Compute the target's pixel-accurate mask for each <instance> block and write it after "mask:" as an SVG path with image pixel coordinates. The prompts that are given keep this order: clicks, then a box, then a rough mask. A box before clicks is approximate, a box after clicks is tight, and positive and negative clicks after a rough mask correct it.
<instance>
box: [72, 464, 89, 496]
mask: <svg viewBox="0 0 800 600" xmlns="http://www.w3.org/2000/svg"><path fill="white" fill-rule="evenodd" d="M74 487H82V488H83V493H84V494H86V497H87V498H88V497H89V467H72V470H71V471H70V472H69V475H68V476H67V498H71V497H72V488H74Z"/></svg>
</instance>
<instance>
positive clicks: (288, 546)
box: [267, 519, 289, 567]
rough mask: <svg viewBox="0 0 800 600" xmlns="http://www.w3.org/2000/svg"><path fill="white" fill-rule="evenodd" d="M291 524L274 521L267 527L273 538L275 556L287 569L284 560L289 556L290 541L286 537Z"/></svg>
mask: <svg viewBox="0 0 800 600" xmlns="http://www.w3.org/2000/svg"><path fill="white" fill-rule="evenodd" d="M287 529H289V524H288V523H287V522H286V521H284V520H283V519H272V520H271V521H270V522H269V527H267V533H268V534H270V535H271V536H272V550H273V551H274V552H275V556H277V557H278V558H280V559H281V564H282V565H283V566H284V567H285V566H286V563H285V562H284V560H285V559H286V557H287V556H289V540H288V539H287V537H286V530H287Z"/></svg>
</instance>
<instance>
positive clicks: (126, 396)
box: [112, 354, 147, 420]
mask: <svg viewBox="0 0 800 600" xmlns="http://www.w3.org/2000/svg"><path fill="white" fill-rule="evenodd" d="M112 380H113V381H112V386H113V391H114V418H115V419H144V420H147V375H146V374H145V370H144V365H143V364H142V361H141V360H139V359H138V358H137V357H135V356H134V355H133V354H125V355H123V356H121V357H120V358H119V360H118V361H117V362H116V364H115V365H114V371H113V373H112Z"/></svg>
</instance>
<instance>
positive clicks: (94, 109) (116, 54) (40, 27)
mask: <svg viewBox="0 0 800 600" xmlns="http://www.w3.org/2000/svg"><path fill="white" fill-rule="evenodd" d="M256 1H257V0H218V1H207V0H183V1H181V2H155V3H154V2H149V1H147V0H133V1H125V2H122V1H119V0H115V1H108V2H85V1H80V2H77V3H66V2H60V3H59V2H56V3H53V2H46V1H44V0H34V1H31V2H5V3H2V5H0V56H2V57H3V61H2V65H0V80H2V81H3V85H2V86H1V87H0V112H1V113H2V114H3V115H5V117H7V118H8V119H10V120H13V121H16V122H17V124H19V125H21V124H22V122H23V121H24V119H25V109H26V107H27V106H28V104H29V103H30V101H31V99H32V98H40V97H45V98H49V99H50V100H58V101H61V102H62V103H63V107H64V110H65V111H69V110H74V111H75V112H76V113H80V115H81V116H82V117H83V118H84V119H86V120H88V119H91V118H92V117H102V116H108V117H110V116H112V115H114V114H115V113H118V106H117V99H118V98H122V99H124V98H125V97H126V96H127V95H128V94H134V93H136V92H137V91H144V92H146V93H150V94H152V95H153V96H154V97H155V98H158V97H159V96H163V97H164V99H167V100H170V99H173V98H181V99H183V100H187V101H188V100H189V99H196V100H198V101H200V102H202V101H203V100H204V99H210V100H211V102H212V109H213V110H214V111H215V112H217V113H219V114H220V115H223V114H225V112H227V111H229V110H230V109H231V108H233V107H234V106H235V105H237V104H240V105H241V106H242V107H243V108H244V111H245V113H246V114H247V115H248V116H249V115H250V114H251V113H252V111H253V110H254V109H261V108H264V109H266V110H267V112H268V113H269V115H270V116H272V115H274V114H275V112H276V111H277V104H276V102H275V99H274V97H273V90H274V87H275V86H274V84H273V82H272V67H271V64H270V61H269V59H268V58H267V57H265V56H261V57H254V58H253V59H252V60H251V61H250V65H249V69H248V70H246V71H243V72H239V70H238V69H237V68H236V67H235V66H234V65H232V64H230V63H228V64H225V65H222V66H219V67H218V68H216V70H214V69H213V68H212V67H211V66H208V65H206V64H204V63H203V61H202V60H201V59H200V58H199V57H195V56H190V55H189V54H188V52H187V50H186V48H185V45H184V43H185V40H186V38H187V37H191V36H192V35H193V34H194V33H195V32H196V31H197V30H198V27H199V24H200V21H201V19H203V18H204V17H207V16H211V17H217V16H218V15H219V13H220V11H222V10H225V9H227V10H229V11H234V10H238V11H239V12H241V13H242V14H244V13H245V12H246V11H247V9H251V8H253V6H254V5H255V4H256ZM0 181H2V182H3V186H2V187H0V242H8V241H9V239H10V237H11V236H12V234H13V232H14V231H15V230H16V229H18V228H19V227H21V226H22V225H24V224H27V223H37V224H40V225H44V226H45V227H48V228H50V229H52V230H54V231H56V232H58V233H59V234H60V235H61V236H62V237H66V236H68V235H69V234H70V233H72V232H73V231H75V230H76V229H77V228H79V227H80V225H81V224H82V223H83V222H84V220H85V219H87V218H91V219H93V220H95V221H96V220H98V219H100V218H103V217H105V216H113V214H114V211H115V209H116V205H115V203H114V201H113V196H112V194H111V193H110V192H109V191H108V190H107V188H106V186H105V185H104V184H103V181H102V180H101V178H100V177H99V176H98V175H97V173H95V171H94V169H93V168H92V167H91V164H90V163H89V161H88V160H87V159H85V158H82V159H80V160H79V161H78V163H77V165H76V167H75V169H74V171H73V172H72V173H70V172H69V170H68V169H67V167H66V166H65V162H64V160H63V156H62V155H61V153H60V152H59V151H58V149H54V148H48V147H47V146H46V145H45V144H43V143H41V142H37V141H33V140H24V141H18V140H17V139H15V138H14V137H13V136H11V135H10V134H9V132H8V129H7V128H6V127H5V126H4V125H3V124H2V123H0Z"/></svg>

########################################

WORK REQUEST | Revise the entries above so that every "positive clicks" becomes "foreground clicks", and leave all other text unchanged.

OUTPUT |
Compute the target's pixel-accurate mask for each <instance> block and write it after "mask:" as an SVG path with image pixel coordinates. The prompts that are given keep this order: clicks, then a box, then a rough mask. A box before clicks is approximate, a box after clicks is tight, and positive and negative clicks after a rough mask correct it.
<instance>
box: [72, 464, 89, 496]
mask: <svg viewBox="0 0 800 600" xmlns="http://www.w3.org/2000/svg"><path fill="white" fill-rule="evenodd" d="M74 487H82V488H83V493H84V494H86V497H87V498H88V497H89V467H72V470H71V471H70V472H69V475H68V476H67V498H71V497H72V488H74Z"/></svg>
</instance>
<instance>
foreground clicks: (288, 546)
box: [267, 519, 289, 567]
rough mask: <svg viewBox="0 0 800 600" xmlns="http://www.w3.org/2000/svg"><path fill="white" fill-rule="evenodd" d="M291 524L274 521L267 527L273 538L275 556L287 569L284 560L289 556L290 541L286 537Z"/></svg>
mask: <svg viewBox="0 0 800 600" xmlns="http://www.w3.org/2000/svg"><path fill="white" fill-rule="evenodd" d="M287 529H289V524H288V523H287V522H286V521H284V520H283V519H272V520H271V521H270V522H269V527H267V533H268V534H270V535H271V536H272V550H273V551H274V552H275V556H277V557H278V558H280V559H281V564H282V565H283V566H284V567H285V566H286V563H285V562H284V560H285V559H286V557H287V556H289V540H288V539H287V537H286V530H287Z"/></svg>
</instance>
<instance>
foreground clicks: (126, 396)
box: [112, 354, 147, 420]
mask: <svg viewBox="0 0 800 600" xmlns="http://www.w3.org/2000/svg"><path fill="white" fill-rule="evenodd" d="M112 380H113V381H112V386H113V391H114V418H115V419H144V420H147V375H146V374H145V370H144V365H143V364H142V361H141V360H139V359H138V358H137V357H135V356H134V355H133V354H125V355H123V356H121V357H120V358H119V360H118V361H117V362H116V364H115V365H114V371H113V373H112Z"/></svg>
</instance>
<instance>
foreground clicks: (94, 109) (116, 54) (40, 27)
mask: <svg viewBox="0 0 800 600" xmlns="http://www.w3.org/2000/svg"><path fill="white" fill-rule="evenodd" d="M256 1H257V0H218V1H207V0H183V1H181V2H155V3H154V2H149V1H147V0H133V1H125V2H122V1H119V0H115V1H108V2H85V1H80V2H77V3H66V2H60V3H59V2H56V3H53V2H46V1H44V0H34V1H31V2H5V3H2V5H0V56H2V57H3V61H2V65H0V80H2V81H3V85H2V86H1V87H0V112H1V113H2V114H3V115H5V117H7V118H8V119H10V120H13V121H16V122H17V124H19V125H21V124H22V122H23V121H24V119H25V109H26V107H27V106H28V104H29V103H30V101H31V99H32V98H40V97H45V98H49V99H50V100H58V101H61V102H62V103H63V107H64V110H65V111H69V110H74V111H75V112H76V113H80V115H81V116H82V117H83V118H84V119H86V120H88V119H91V118H92V117H102V116H108V117H110V116H112V115H114V114H115V113H118V106H117V99H118V98H122V99H124V98H125V97H126V96H127V95H128V94H134V93H136V92H137V91H144V92H146V93H150V94H152V95H153V96H154V97H155V98H158V97H159V96H163V97H164V99H167V100H170V99H173V98H181V99H183V100H187V101H188V100H189V99H196V100H198V101H200V102H202V101H203V100H204V99H210V100H211V102H212V109H213V110H214V111H215V112H217V113H219V114H220V115H223V114H225V112H227V111H229V110H230V109H231V108H233V107H234V106H235V105H237V104H240V105H241V106H242V107H243V108H244V111H245V113H246V114H247V115H248V116H249V115H250V114H251V113H252V111H253V110H254V109H261V108H264V109H266V110H267V112H268V113H269V115H270V116H272V115H274V114H275V112H276V111H277V104H276V102H275V99H274V97H273V90H274V87H275V86H274V84H273V82H272V67H271V64H270V61H269V59H268V58H267V57H265V56H261V57H254V58H253V59H252V60H251V61H250V65H249V69H248V70H246V71H243V72H239V70H238V69H237V68H236V67H235V66H234V65H232V64H230V63H228V64H225V65H222V66H219V67H218V68H216V70H214V69H213V68H212V67H211V66H208V65H206V64H204V63H203V61H202V60H201V59H200V58H199V57H195V56H190V55H189V54H188V52H187V50H186V48H185V45H184V43H185V40H186V38H187V37H191V36H192V35H193V34H194V33H195V32H196V31H197V30H198V27H199V24H200V21H201V19H203V18H204V17H207V16H211V17H217V16H218V15H219V13H220V11H222V10H225V9H227V10H229V11H234V10H238V11H239V12H241V13H242V14H244V13H245V12H246V11H247V9H251V8H253V6H254V5H255V4H256ZM0 181H2V182H3V186H2V187H0V242H8V241H9V239H10V237H11V236H12V234H13V232H14V231H15V230H16V229H18V228H19V227H21V226H22V225H24V224H27V223H37V224H40V225H44V226H45V227H48V228H50V229H52V230H54V231H56V232H58V233H59V234H60V235H61V236H62V237H66V236H68V235H69V234H70V233H72V232H73V231H75V230H76V229H77V228H79V227H80V225H81V224H82V223H83V222H84V220H85V219H87V218H91V219H93V220H95V221H96V220H98V219H100V218H103V217H105V216H113V214H114V211H115V209H116V205H115V203H114V201H113V196H112V194H111V193H110V192H109V191H108V190H107V188H106V186H105V185H104V184H103V181H102V180H101V178H100V177H99V176H98V175H97V173H95V171H94V169H93V168H92V167H91V164H90V163H89V161H88V160H87V159H85V158H82V159H80V160H79V161H78V163H77V165H76V167H75V169H74V171H73V172H72V173H70V172H69V170H68V169H67V167H66V166H65V162H64V160H63V156H62V155H61V153H60V152H59V151H58V149H54V148H48V147H47V146H46V145H45V144H43V143H41V142H37V141H33V140H24V141H18V140H17V139H15V138H14V137H13V136H11V135H10V134H9V132H8V129H7V128H6V127H5V126H4V125H3V124H2V123H0Z"/></svg>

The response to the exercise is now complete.